= Problem details =
Skip the pictures and extract all of the lines exactly as written.

(Point labeling dataset excerpts)

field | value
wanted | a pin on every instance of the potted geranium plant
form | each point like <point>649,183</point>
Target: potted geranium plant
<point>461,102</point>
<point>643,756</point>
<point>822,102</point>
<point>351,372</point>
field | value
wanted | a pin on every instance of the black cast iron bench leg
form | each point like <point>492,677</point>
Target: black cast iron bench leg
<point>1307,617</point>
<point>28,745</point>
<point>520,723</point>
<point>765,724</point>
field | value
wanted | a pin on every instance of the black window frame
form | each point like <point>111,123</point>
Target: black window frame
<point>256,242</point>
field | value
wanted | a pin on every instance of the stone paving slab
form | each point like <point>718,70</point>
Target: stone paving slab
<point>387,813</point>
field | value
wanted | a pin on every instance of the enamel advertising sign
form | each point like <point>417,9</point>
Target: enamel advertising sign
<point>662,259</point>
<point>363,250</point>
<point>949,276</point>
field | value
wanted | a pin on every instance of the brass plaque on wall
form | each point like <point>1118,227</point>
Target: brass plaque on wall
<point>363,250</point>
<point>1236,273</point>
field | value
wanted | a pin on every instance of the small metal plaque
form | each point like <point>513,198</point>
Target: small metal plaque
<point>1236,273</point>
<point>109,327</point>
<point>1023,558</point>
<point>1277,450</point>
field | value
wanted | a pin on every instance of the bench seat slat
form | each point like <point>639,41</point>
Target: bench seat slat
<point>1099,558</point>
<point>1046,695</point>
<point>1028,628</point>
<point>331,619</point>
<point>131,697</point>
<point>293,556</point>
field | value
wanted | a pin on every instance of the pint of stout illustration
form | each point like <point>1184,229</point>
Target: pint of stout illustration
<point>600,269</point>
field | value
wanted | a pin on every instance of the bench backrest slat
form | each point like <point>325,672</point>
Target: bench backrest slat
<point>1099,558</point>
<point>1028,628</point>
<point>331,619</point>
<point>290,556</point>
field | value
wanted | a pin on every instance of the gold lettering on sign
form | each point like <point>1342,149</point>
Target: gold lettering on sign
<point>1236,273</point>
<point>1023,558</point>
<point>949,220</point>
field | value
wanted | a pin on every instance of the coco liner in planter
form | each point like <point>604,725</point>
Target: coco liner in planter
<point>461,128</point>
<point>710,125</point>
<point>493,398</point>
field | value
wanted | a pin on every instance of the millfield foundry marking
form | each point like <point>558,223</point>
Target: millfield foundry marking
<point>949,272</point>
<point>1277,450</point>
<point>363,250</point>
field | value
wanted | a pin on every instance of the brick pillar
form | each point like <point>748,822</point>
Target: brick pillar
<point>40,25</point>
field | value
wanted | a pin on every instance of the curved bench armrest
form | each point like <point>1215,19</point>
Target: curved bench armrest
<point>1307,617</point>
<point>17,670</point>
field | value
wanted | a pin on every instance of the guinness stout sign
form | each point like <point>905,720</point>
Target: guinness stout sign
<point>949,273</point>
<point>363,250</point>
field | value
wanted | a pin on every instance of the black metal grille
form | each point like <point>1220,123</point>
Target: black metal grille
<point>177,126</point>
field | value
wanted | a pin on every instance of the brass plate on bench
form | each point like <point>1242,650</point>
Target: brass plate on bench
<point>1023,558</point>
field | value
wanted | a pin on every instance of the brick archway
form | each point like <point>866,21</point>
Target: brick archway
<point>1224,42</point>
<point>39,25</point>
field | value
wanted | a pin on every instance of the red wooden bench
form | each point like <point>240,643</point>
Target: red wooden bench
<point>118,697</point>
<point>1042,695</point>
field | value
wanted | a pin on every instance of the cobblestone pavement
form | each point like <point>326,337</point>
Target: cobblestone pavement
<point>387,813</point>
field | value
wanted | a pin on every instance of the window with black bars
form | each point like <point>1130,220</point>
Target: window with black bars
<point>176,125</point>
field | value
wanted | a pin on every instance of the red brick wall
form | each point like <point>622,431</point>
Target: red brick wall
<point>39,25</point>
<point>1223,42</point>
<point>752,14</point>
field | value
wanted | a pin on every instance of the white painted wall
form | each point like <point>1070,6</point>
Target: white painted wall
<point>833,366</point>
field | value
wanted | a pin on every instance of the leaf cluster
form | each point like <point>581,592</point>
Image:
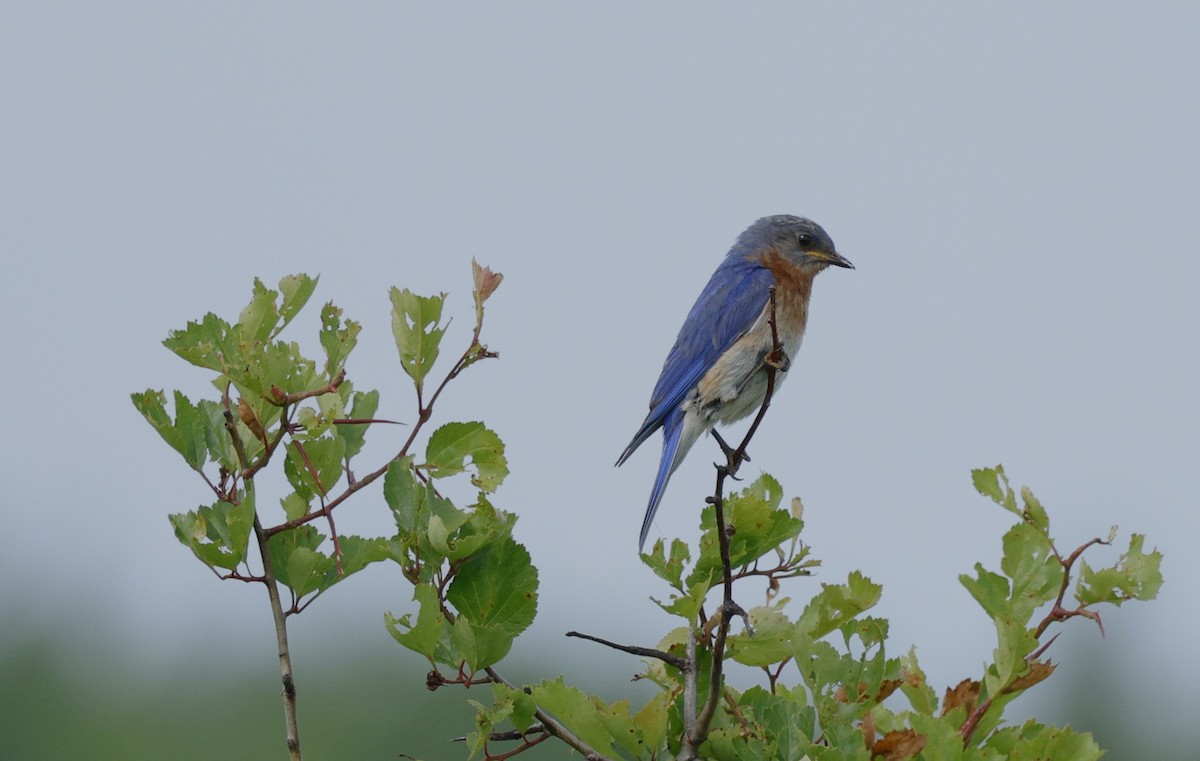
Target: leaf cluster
<point>828,685</point>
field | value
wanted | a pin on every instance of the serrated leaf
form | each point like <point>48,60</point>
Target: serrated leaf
<point>479,645</point>
<point>1035,742</point>
<point>297,291</point>
<point>317,463</point>
<point>403,495</point>
<point>363,408</point>
<point>414,323</point>
<point>576,711</point>
<point>337,339</point>
<point>294,505</point>
<point>497,587</point>
<point>423,635</point>
<point>258,319</point>
<point>989,589</point>
<point>205,343</point>
<point>185,435</point>
<point>216,436</point>
<point>453,444</point>
<point>771,641</point>
<point>1033,568</point>
<point>759,525</point>
<point>916,687</point>
<point>669,569</point>
<point>217,534</point>
<point>837,604</point>
<point>1033,510</point>
<point>1137,576</point>
<point>297,561</point>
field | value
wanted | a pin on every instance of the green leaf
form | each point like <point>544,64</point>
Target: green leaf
<point>297,562</point>
<point>989,589</point>
<point>1137,576</point>
<point>454,443</point>
<point>479,645</point>
<point>688,605</point>
<point>363,408</point>
<point>207,343</point>
<point>258,319</point>
<point>652,721</point>
<point>337,339</point>
<point>414,323</point>
<point>217,534</point>
<point>358,552</point>
<point>577,711</point>
<point>1033,567</point>
<point>294,505</point>
<point>1033,742</point>
<point>669,569</point>
<point>771,642</point>
<point>216,436</point>
<point>916,687</point>
<point>497,587</point>
<point>759,523</point>
<point>993,483</point>
<point>837,604</point>
<point>1033,510</point>
<point>186,435</point>
<point>325,457</point>
<point>297,291</point>
<point>424,635</point>
<point>403,495</point>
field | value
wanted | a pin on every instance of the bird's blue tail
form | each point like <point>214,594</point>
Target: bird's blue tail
<point>672,431</point>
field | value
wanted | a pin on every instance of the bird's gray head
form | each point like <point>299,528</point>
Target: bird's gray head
<point>798,239</point>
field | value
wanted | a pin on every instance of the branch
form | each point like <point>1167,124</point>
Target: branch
<point>281,637</point>
<point>553,726</point>
<point>696,725</point>
<point>273,592</point>
<point>1056,613</point>
<point>474,352</point>
<point>646,652</point>
<point>281,399</point>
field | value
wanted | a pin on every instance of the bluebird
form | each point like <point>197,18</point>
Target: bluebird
<point>715,370</point>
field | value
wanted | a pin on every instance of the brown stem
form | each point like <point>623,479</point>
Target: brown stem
<point>646,652</point>
<point>281,399</point>
<point>281,637</point>
<point>425,411</point>
<point>273,593</point>
<point>696,724</point>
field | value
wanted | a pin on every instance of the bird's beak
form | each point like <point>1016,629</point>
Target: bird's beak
<point>837,259</point>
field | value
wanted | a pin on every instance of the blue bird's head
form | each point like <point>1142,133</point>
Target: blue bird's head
<point>799,240</point>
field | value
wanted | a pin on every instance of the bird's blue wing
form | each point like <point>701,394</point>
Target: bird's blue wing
<point>727,306</point>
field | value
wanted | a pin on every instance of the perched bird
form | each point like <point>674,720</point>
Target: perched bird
<point>714,372</point>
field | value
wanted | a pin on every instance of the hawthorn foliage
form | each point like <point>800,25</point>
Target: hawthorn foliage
<point>832,685</point>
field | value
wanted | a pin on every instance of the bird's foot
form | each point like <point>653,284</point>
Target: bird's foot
<point>732,461</point>
<point>779,360</point>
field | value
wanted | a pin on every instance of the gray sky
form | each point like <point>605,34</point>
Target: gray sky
<point>1018,189</point>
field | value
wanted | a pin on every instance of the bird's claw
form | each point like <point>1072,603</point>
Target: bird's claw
<point>779,360</point>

= Task output =
field | value
wanted | a pin on every instance of the potted geranium plant
form | each point like <point>649,183</point>
Target: potted geranium plant
<point>461,102</point>
<point>643,756</point>
<point>822,102</point>
<point>351,372</point>
field | value
wanted | a pin on every instance of the black cast iron bench leg
form | each point like <point>492,677</point>
Target: black cast iron bench leg
<point>1307,617</point>
<point>28,745</point>
<point>520,723</point>
<point>765,724</point>
field | value
wanted | a pin on every instance of the black window frame
form | each point like <point>111,123</point>
Target: black window frame
<point>256,242</point>
field | value
wanted | a pin on every instance of the stone paving slab
form | each point like <point>718,70</point>
Target: stone paving slab
<point>387,813</point>
field | value
wanted | a pin on every instance of the enamel advertising sign
form | each point like <point>417,9</point>
Target: enamel advertising sign
<point>662,259</point>
<point>363,250</point>
<point>949,276</point>
field | value
wanted | a pin on every instance of the brass plaque on wall
form | each point like <point>1118,227</point>
Target: brass plaque on wall
<point>363,250</point>
<point>1236,273</point>
field | value
wanted | a pin on every instance of the small metal plaque
form | each point like <point>513,198</point>
Target: small metal plaque
<point>1236,273</point>
<point>109,327</point>
<point>1023,558</point>
<point>1277,450</point>
field | value
wanted | a pin on every instance of the bench seat slat
form | each point like <point>639,41</point>
Target: bench seat slat
<point>1099,558</point>
<point>1046,695</point>
<point>1028,628</point>
<point>331,619</point>
<point>131,697</point>
<point>293,556</point>
field | value
wanted | a pin on every instance of the pint of stout illustration
form | each point like <point>1184,229</point>
Target: pint of stout illustration
<point>600,269</point>
field | value
wanted | a pin on every instance of the bench backrest slat
form | each point like <point>325,672</point>
Target: bench backrest slat
<point>1099,558</point>
<point>1028,628</point>
<point>331,619</point>
<point>290,556</point>
field | value
wanted | a pin on every instance of the gold lettering on sign
form | each point like <point>1342,149</point>
Target: gold lettering on sign
<point>1236,273</point>
<point>1023,558</point>
<point>949,220</point>
field | value
wanted | a pin on every instance of the coco liner in planter
form | each point like <point>604,725</point>
Target: coco liner in planter
<point>461,128</point>
<point>710,125</point>
<point>493,398</point>
field | value
wanted | a pin on every instance of the millfield foundry marking
form | each point like <point>558,223</point>
Target: millfield foundry marking
<point>949,272</point>
<point>1277,450</point>
<point>363,250</point>
field | value
wanted | a pin on every instance of the brick pillar
form | each point like <point>748,822</point>
Target: brick pillar
<point>40,25</point>
field | value
wanted | a pin on every instance of the curved bench armrest
form | each point like <point>1215,19</point>
Target: curved bench armrest
<point>1307,617</point>
<point>17,670</point>
field | value
wanted | a pin on every instance of the guinness stout sign
form | each point like <point>905,720</point>
Target: guinness stout sign
<point>949,273</point>
<point>363,250</point>
field | value
wanted | a pin on every instance of the black metal grille
form | each point like <point>1220,123</point>
Target: black metal grille
<point>177,126</point>
field | value
wanted | a pin on every instance of the brass plate on bench
form | each point like <point>1242,650</point>
Target: brass plate on bench
<point>1023,558</point>
field | value
wanted | a pin on every instance of the brick archway
form | each point like <point>866,21</point>
Target: brick archway
<point>1224,42</point>
<point>39,25</point>
field | value
wanted | a pin on every instance of the red wooden bench
form | each point like <point>240,643</point>
Target: red wooden bench
<point>118,697</point>
<point>1042,695</point>
field | value
wanted | a pin on every instance of the cobblestone pavement
form | each point like <point>326,337</point>
Target: cobblestone pavement
<point>387,813</point>
field | value
wanted | a pin on every instance of the window with black bars
form | each point like <point>1130,220</point>
Target: window with black bars
<point>176,125</point>
field | value
wanted | a pin on every instance of the red brick wall
form | each point like <point>622,431</point>
Target: red brick wall
<point>39,25</point>
<point>1223,42</point>
<point>752,14</point>
field | value
wanted | a pin on every instance of the white painted wall
form | each point like <point>1070,6</point>
Target: white painted wall
<point>833,366</point>
field | value
wanted | a pin on every instance of the leaf cluster
form | each point like <point>581,592</point>
Image:
Target: leaf cluster
<point>828,685</point>
field | value
wanted | a pin on every instance of the serrated leaf
form | each point like <point>48,60</point>
Target: serrated leaf
<point>479,645</point>
<point>1035,742</point>
<point>297,291</point>
<point>317,463</point>
<point>403,495</point>
<point>363,408</point>
<point>414,323</point>
<point>576,711</point>
<point>337,339</point>
<point>294,505</point>
<point>497,587</point>
<point>423,635</point>
<point>258,319</point>
<point>989,589</point>
<point>205,343</point>
<point>185,435</point>
<point>216,436</point>
<point>453,444</point>
<point>771,641</point>
<point>1033,568</point>
<point>759,525</point>
<point>916,687</point>
<point>669,569</point>
<point>217,534</point>
<point>837,604</point>
<point>1033,510</point>
<point>1137,576</point>
<point>297,561</point>
field | value
wanted | a pin on every instance of the green leaf
form | each point like <point>544,64</point>
Target: green leaf
<point>297,562</point>
<point>989,589</point>
<point>1137,576</point>
<point>454,443</point>
<point>479,645</point>
<point>688,605</point>
<point>363,408</point>
<point>207,343</point>
<point>258,319</point>
<point>652,721</point>
<point>337,339</point>
<point>414,323</point>
<point>217,534</point>
<point>358,552</point>
<point>577,711</point>
<point>1033,567</point>
<point>294,505</point>
<point>1033,742</point>
<point>669,569</point>
<point>771,642</point>
<point>216,436</point>
<point>916,687</point>
<point>497,587</point>
<point>759,523</point>
<point>993,483</point>
<point>837,604</point>
<point>1033,510</point>
<point>186,435</point>
<point>325,457</point>
<point>297,291</point>
<point>424,635</point>
<point>403,495</point>
field | value
wanted | a pin on every instance of the bird's blue tail
form | each point like <point>214,594</point>
Target: bird's blue tail
<point>672,431</point>
field | value
wanted | a pin on every instance of the bird's gray head
form | each point like <point>299,528</point>
Target: bird's gray head
<point>798,239</point>
field | value
wanted | a pin on every instance of the branch
form | each point like <point>1167,124</point>
Target: branch
<point>281,637</point>
<point>553,726</point>
<point>696,725</point>
<point>273,592</point>
<point>1056,613</point>
<point>474,352</point>
<point>646,652</point>
<point>281,399</point>
field | value
wanted | a pin on every instance of the bluebird
form | each point like <point>197,18</point>
Target: bluebird
<point>715,370</point>
field | value
wanted | a pin on every instance of the brown stem
form | each point like <point>623,479</point>
Target: brown stem
<point>646,652</point>
<point>281,399</point>
<point>281,637</point>
<point>425,411</point>
<point>273,593</point>
<point>696,724</point>
field | value
wanted | a pin on every instance of the bird's beak
form | each point like <point>1016,629</point>
Target: bird's beak
<point>837,259</point>
field | value
wanted | a pin on every instance of the blue bird's head
form | each point like <point>1142,133</point>
Target: blue bird's head
<point>799,240</point>
field | value
wanted | a pin on every instance of the bird's blue wing
form | each point like <point>701,394</point>
Target: bird's blue wing
<point>727,306</point>
field | value
wanted | a pin on every instance of the perched bird
form | each point like <point>674,720</point>
Target: perched bird
<point>714,372</point>
field | value
wanted | a pin on every instance of the hawthorn foliage
form | each point like <point>800,25</point>
Target: hawthorn foliage
<point>832,685</point>
field | value
wanted | a pin on every instance of the bird's foot
form | each point like <point>653,284</point>
Target: bird's foot
<point>732,461</point>
<point>779,360</point>
field | value
wanted | a pin on every instance of the gray sky
form | each point like <point>605,34</point>
Target: gray sky
<point>1018,189</point>
field | value
wanted | a pin on every instance of the bird's claw
form | each point like <point>1072,603</point>
Target: bird's claw
<point>779,360</point>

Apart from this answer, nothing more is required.